[PROVIDED DATA]:
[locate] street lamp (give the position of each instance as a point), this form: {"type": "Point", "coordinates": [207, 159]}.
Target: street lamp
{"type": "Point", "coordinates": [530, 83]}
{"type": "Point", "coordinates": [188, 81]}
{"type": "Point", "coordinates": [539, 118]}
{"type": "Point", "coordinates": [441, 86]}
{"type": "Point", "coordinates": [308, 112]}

[GIVEN TASK]: How many lines of the data above contain the string "coordinates"? Case counts. Give only the number.

[REPLY TO THE TASK]: 6